Reply with every entry, repeated exactly as given.

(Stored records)
----------------

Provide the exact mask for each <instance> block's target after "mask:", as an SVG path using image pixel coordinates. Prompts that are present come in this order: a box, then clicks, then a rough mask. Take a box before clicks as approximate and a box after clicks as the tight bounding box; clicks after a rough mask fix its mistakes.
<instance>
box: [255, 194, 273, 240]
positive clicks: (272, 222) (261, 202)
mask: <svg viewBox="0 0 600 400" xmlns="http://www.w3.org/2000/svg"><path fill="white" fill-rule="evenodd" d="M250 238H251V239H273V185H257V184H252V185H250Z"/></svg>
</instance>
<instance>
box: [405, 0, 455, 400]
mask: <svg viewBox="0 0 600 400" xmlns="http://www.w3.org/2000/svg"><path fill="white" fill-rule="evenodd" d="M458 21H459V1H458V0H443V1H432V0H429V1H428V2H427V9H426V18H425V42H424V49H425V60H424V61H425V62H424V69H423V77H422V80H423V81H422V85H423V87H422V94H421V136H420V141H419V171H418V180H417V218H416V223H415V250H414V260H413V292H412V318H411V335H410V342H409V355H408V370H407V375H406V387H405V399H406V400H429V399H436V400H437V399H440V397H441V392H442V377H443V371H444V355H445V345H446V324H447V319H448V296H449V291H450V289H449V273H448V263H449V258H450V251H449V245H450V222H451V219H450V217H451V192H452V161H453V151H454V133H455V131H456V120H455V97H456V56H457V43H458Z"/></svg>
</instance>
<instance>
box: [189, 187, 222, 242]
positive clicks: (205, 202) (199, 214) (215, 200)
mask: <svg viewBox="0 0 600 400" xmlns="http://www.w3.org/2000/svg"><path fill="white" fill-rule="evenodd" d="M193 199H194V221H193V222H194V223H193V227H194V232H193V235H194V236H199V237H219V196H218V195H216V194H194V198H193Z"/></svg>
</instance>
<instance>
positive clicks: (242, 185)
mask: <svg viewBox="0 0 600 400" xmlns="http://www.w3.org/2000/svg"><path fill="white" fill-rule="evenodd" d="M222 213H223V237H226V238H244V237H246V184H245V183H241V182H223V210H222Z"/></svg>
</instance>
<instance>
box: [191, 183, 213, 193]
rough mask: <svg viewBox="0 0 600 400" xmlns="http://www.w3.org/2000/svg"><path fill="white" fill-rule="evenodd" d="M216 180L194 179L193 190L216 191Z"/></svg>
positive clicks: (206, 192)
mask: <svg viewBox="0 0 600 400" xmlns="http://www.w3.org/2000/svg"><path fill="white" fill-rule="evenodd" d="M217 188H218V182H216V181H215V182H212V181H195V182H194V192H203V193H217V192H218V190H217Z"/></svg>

----------------

▸ **FINAL ANSWER**:
Provide the exact mask for each <instance> block's target after "mask:", as an SVG path using image pixel coordinates. Prompts that are present come in this order: a box, then clicks, then a rough mask. Take a box before clicks as approximate and a box after clicks as the tight bounding box; clicks after a rough mask fix its mistakes.
<instance>
box: [255, 194, 273, 240]
positive clicks: (272, 222) (261, 202)
mask: <svg viewBox="0 0 600 400" xmlns="http://www.w3.org/2000/svg"><path fill="white" fill-rule="evenodd" d="M250 238H251V239H273V185H257V184H252V185H250Z"/></svg>
</instance>
<instance>
box: [405, 0, 455, 400]
mask: <svg viewBox="0 0 600 400" xmlns="http://www.w3.org/2000/svg"><path fill="white" fill-rule="evenodd" d="M458 21H459V1H458V0H443V1H432V0H429V1H428V2H427V9H426V18H425V42H424V49H425V60H424V61H425V62H424V69H423V77H422V80H423V81H422V85H423V87H422V94H421V136H420V141H419V171H418V180H417V218H416V223H415V250H414V260H413V292H412V318H411V335H410V342H409V355H408V370H407V375H406V387H405V399H406V400H429V399H436V400H437V399H440V397H441V392H442V377H443V371H444V355H445V345H446V324H447V319H448V296H449V291H450V289H449V273H448V263H449V258H450V251H449V245H450V222H451V219H450V217H451V192H452V161H453V151H454V133H455V131H456V120H455V97H456V56H457V43H458Z"/></svg>
</instance>
<instance>
box: [189, 187, 222, 242]
positive clicks: (205, 202) (199, 214) (215, 200)
mask: <svg viewBox="0 0 600 400" xmlns="http://www.w3.org/2000/svg"><path fill="white" fill-rule="evenodd" d="M193 199H194V221H193V222H194V223H193V227H194V232H193V235H194V236H199V237H219V196H218V195H216V194H194V198H193Z"/></svg>
</instance>
<instance>
positive clicks: (242, 185)
mask: <svg viewBox="0 0 600 400" xmlns="http://www.w3.org/2000/svg"><path fill="white" fill-rule="evenodd" d="M222 213H223V237H226V238H244V237H246V184H245V183H241V182H223V210H222Z"/></svg>
</instance>
<instance>
box: [191, 183, 213, 193]
rough mask: <svg viewBox="0 0 600 400" xmlns="http://www.w3.org/2000/svg"><path fill="white" fill-rule="evenodd" d="M216 180L194 179L193 190L216 191Z"/></svg>
positive clicks: (206, 192)
mask: <svg viewBox="0 0 600 400" xmlns="http://www.w3.org/2000/svg"><path fill="white" fill-rule="evenodd" d="M217 188H218V182H216V181H215V182H212V181H195V182H194V192H203V193H217V192H218V190H217Z"/></svg>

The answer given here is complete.